→ About this exercise
Every line in the entries where "patch" is found should be copied.

++++ Dataset entries ++++

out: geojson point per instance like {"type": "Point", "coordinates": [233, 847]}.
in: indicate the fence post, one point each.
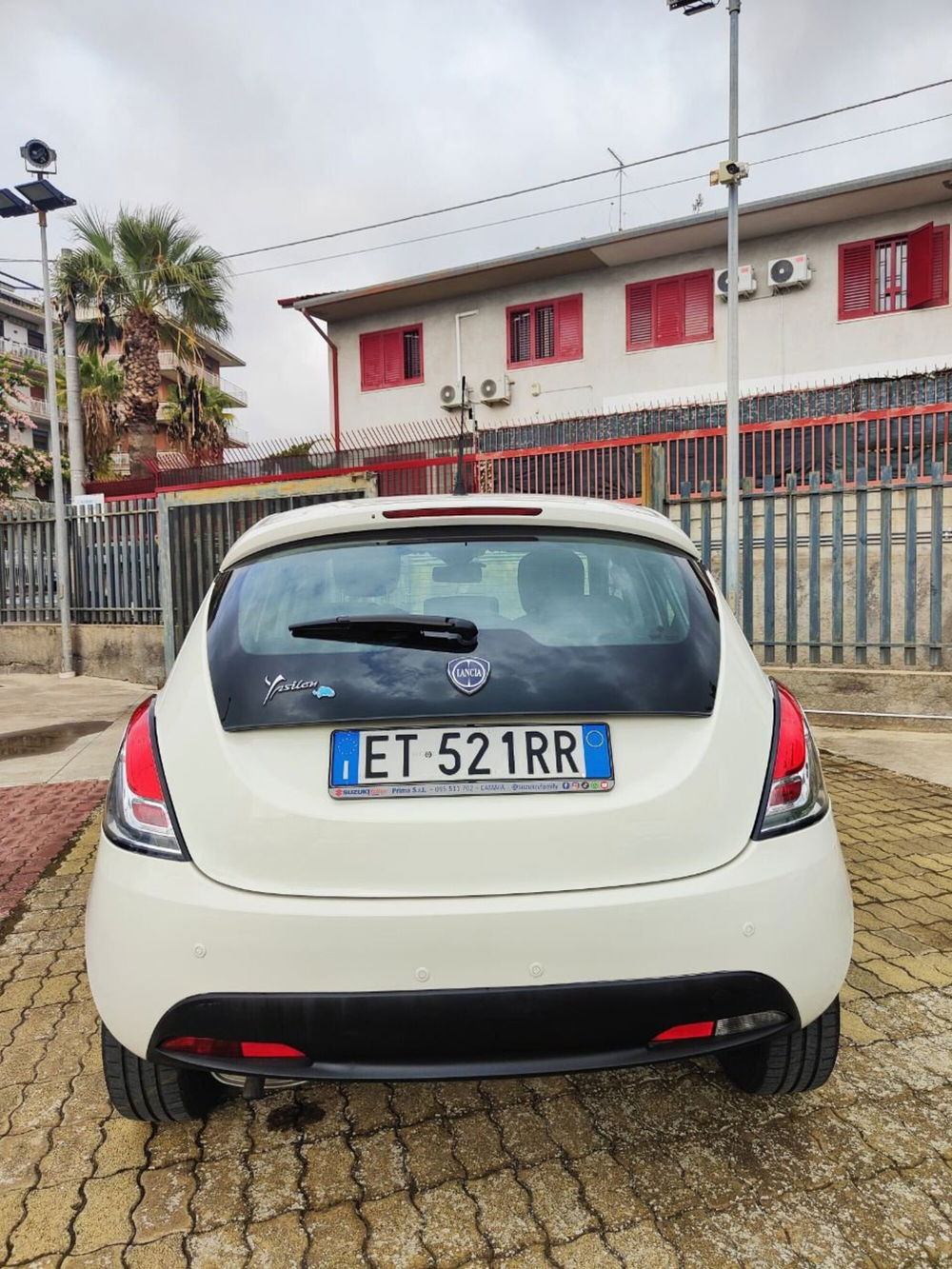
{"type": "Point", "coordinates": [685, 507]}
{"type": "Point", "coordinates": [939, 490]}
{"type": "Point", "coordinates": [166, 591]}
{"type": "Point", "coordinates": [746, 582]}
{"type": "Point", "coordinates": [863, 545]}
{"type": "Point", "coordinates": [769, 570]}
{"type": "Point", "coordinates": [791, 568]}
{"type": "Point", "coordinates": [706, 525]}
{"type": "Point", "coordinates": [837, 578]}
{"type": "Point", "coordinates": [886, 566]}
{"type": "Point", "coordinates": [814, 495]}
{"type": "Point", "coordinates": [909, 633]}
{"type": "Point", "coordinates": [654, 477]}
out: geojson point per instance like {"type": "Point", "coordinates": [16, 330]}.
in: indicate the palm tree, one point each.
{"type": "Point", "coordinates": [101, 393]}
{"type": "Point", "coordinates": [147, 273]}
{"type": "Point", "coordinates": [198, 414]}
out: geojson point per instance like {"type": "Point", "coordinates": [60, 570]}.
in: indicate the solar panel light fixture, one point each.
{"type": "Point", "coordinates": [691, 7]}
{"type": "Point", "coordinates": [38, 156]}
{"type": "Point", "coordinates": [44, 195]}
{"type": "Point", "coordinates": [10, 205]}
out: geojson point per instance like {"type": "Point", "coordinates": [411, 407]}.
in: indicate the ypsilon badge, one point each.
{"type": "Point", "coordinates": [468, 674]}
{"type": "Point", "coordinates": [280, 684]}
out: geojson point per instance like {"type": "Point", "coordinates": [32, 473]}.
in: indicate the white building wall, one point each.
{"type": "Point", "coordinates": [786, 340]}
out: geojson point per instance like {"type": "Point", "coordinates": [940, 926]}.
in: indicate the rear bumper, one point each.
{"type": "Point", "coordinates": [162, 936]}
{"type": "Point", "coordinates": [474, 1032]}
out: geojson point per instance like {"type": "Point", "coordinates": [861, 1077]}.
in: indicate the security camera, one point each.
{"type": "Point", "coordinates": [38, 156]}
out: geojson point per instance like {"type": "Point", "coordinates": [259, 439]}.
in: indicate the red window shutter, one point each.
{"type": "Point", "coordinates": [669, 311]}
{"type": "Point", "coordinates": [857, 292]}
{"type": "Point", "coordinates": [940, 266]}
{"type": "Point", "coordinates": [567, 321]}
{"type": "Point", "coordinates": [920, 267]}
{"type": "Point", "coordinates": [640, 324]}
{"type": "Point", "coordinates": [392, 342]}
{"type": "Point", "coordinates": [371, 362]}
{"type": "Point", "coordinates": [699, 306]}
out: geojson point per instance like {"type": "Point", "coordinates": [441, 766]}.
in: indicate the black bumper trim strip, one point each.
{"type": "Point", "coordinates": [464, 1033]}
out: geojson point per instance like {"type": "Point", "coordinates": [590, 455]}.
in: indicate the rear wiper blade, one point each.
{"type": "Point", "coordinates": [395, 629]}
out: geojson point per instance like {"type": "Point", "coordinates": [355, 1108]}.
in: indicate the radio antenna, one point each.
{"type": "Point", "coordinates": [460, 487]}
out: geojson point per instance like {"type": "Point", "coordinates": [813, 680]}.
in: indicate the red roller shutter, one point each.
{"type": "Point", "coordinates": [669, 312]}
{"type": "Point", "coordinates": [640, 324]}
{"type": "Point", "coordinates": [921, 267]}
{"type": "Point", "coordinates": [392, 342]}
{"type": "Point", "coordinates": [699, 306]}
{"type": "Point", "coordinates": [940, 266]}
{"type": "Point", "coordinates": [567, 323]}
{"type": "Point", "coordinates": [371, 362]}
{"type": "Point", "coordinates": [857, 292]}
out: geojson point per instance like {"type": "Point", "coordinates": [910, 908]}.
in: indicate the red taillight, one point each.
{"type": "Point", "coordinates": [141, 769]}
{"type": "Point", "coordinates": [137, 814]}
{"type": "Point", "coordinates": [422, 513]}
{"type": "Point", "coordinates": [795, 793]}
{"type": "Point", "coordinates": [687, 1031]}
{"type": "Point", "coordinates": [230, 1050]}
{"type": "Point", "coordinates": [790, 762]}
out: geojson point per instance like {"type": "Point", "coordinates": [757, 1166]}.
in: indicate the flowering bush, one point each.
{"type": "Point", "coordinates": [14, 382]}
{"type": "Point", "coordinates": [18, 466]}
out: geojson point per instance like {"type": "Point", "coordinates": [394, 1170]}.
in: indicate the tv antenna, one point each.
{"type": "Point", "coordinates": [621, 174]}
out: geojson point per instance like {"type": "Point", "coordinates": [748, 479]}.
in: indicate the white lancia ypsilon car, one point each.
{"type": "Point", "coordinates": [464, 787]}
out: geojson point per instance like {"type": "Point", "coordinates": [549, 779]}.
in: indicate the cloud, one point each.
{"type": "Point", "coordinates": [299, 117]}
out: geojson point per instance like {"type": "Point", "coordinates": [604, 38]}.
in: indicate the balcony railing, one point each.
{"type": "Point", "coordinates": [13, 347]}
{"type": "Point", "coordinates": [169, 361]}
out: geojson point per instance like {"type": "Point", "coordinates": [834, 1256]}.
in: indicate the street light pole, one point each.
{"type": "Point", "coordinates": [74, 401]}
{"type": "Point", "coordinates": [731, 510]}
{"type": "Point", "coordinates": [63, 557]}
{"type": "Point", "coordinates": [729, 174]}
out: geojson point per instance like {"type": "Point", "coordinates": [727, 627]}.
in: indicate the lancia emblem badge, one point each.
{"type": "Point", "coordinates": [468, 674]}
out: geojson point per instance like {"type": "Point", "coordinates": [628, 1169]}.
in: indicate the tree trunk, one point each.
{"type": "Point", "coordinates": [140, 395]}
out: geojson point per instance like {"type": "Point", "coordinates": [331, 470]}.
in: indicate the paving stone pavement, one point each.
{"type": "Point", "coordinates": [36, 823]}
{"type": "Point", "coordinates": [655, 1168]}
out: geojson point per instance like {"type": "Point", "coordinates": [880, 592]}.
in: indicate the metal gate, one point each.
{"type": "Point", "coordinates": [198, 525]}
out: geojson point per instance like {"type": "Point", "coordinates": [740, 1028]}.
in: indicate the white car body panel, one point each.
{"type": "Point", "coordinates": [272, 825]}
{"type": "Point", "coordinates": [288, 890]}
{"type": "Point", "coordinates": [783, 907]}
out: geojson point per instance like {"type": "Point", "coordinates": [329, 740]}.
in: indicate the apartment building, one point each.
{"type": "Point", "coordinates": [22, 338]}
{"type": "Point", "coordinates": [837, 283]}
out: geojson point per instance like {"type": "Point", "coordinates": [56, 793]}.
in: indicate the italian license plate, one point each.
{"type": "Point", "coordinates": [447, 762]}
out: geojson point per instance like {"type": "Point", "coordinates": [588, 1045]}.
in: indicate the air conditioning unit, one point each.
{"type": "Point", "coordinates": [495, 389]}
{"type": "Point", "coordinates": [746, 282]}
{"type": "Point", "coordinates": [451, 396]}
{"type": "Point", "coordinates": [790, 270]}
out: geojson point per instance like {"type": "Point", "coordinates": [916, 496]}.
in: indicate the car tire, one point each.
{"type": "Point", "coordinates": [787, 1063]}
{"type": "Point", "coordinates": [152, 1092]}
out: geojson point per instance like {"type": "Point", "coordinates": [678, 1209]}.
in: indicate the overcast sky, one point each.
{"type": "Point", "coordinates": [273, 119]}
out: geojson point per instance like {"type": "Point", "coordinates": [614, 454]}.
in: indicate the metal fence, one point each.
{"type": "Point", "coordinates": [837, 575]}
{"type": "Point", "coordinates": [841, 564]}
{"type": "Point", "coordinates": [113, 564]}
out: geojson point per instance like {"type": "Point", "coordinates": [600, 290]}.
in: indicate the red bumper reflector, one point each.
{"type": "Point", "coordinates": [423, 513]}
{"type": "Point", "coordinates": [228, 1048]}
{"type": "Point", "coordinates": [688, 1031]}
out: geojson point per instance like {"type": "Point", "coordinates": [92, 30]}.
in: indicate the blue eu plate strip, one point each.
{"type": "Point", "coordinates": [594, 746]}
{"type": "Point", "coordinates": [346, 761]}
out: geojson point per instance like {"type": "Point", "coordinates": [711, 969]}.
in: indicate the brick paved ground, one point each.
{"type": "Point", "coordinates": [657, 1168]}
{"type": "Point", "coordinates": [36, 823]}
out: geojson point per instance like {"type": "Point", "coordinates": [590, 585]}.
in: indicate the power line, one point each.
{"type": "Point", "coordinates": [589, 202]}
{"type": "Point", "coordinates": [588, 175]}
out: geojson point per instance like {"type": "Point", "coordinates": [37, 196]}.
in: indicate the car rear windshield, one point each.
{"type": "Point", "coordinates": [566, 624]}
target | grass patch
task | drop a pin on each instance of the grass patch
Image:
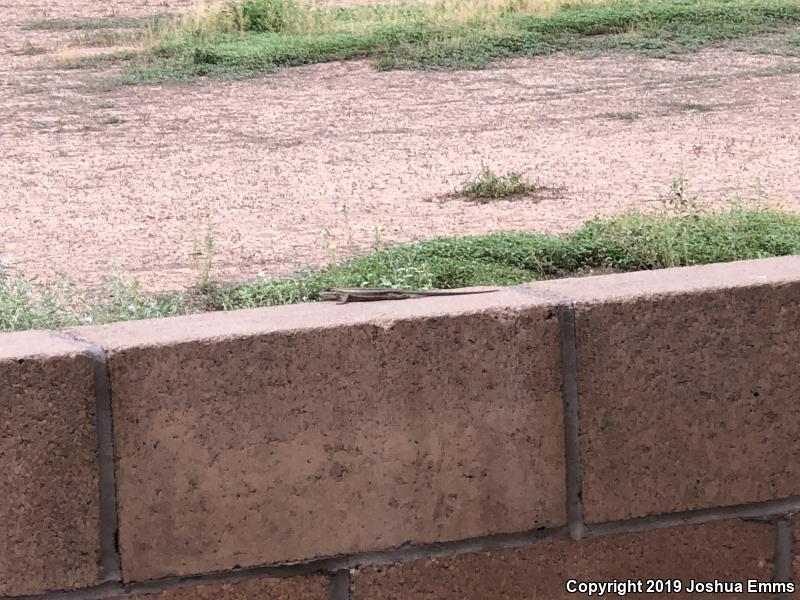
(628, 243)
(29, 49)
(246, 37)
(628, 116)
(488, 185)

++++

→ Completed exercise
target | grass patch
task | drop a pin on each instance of the grass patch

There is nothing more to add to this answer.